The entries are to be written out again with no differences.

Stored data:
□ □ □ □ □
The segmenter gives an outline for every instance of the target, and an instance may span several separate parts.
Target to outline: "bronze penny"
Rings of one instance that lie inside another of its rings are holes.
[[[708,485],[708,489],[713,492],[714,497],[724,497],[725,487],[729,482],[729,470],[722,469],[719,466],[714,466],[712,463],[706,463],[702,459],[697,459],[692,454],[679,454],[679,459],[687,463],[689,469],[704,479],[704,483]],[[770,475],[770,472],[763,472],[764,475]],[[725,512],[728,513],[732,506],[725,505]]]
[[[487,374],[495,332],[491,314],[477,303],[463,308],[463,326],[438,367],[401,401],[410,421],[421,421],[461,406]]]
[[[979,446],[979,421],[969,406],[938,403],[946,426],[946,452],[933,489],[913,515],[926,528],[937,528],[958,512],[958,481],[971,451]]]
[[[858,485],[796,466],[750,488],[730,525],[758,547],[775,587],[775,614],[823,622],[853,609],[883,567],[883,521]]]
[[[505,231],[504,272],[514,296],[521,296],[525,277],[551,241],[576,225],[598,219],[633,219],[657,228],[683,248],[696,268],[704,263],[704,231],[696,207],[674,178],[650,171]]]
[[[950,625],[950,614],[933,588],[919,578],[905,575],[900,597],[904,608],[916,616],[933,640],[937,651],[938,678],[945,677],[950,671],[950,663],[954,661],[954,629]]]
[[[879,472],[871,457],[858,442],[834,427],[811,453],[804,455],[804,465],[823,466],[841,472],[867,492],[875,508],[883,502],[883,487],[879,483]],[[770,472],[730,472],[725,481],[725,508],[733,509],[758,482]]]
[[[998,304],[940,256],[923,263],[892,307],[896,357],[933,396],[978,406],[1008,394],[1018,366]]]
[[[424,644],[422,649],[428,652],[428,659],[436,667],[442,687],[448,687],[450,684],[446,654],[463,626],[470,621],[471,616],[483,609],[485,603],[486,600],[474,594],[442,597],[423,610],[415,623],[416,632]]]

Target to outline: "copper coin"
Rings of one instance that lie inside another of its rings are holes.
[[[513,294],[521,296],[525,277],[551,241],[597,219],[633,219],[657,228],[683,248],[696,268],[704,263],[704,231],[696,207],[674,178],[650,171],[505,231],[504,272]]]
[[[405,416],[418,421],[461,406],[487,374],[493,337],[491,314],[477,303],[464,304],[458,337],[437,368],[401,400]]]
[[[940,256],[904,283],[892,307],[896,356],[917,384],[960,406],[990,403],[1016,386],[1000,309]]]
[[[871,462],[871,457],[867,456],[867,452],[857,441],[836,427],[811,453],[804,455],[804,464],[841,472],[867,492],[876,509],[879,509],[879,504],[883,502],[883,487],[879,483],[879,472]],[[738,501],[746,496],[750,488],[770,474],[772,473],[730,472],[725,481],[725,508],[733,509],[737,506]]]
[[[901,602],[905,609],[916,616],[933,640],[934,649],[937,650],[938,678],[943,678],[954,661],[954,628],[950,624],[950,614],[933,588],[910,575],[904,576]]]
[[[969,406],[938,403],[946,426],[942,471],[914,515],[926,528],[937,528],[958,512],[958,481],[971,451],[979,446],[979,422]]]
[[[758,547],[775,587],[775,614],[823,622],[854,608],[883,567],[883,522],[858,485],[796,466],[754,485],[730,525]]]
□ □ □ □ □
#### Response to this exercise
The segmenter gives an outline for every instance of the target, and an instance may span several separate parts.
Target to outline: "bronze penny"
Rings of one instance that lie inside another of its rings are holes.
[[[708,485],[708,489],[713,492],[714,497],[724,497],[725,487],[729,482],[729,470],[722,469],[719,466],[714,466],[712,463],[706,463],[702,459],[697,459],[692,454],[679,454],[679,459],[687,463],[689,469],[704,479],[704,483]],[[770,475],[770,472],[763,472],[764,475]],[[725,512],[728,513],[732,506],[725,505]]]
[[[487,374],[495,332],[491,314],[477,303],[463,308],[463,326],[438,367],[401,401],[410,421],[421,421],[461,406]]]
[[[979,446],[979,421],[969,406],[938,403],[946,426],[946,452],[933,489],[913,515],[926,528],[937,528],[958,512],[958,481],[971,451]]]
[[[858,485],[796,466],[750,488],[730,525],[758,547],[775,587],[775,614],[823,622],[853,609],[883,567],[883,521]]]
[[[505,231],[504,272],[514,296],[521,296],[525,277],[551,241],[576,225],[598,219],[633,219],[657,228],[683,248],[696,268],[704,263],[704,231],[696,207],[674,178],[650,171]]]
[[[950,625],[950,614],[933,588],[919,578],[905,575],[900,597],[904,608],[916,616],[933,640],[937,651],[938,678],[945,677],[950,671],[950,663],[954,661],[954,629]]]
[[[879,472],[871,457],[858,442],[834,427],[811,453],[804,455],[804,465],[823,466],[841,472],[867,492],[875,508],[883,502],[883,487],[879,483]],[[770,472],[730,472],[725,481],[725,508],[733,509],[758,482]]]
[[[998,304],[940,256],[923,263],[892,307],[896,357],[933,396],[978,406],[1008,394],[1018,366]]]
[[[424,644],[422,649],[428,652],[428,659],[436,667],[442,687],[448,687],[450,684],[446,654],[463,626],[470,621],[471,616],[483,609],[485,603],[486,600],[474,594],[442,597],[423,610],[415,623],[416,632]]]

Target to outline: "copper coin"
Rings of one instance that lie inside another of its rings are holes.
[[[513,294],[521,296],[525,277],[551,241],[597,219],[633,219],[657,228],[683,248],[696,268],[704,263],[704,231],[696,207],[674,178],[650,171],[505,231],[504,272]]]
[[[405,416],[418,421],[461,406],[487,374],[493,337],[491,314],[477,303],[464,304],[458,337],[437,368],[401,400]]]
[[[940,256],[904,283],[892,307],[896,356],[917,384],[960,406],[990,403],[1016,386],[1000,309]]]
[[[871,462],[871,457],[867,456],[867,452],[857,441],[836,427],[811,453],[804,455],[804,464],[841,472],[867,492],[876,509],[879,509],[879,504],[883,502],[883,487],[879,483],[879,472]],[[738,501],[746,496],[750,488],[770,474],[772,473],[730,472],[725,481],[725,508],[733,509],[737,506]]]
[[[901,602],[905,609],[916,616],[933,640],[934,649],[937,650],[938,678],[943,678],[954,661],[954,628],[950,624],[950,614],[933,588],[910,575],[904,576]]]
[[[969,406],[938,403],[946,426],[942,471],[914,515],[926,528],[937,528],[958,512],[958,481],[971,451],[979,446],[979,422]]]
[[[758,547],[775,587],[775,614],[823,622],[854,608],[883,567],[883,522],[858,485],[796,466],[754,485],[730,525]]]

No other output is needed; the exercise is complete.